Please say how many lines in the entries below hold the string "Target", with no other words.

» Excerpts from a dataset
────────────────

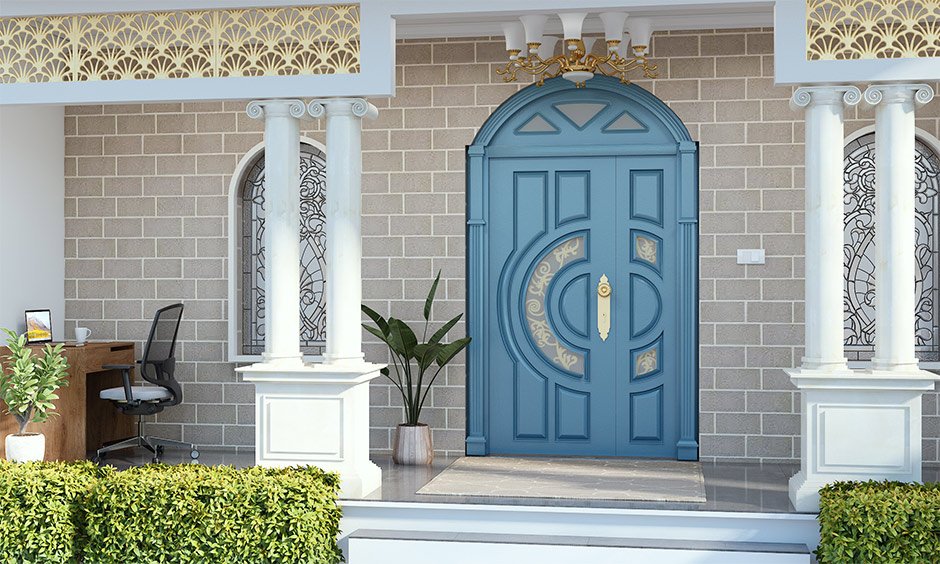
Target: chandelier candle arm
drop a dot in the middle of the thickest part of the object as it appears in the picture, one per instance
(576, 63)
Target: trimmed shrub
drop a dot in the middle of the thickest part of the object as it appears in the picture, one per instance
(41, 510)
(883, 522)
(199, 514)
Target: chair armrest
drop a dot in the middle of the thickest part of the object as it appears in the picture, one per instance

────────────────

» Task response
3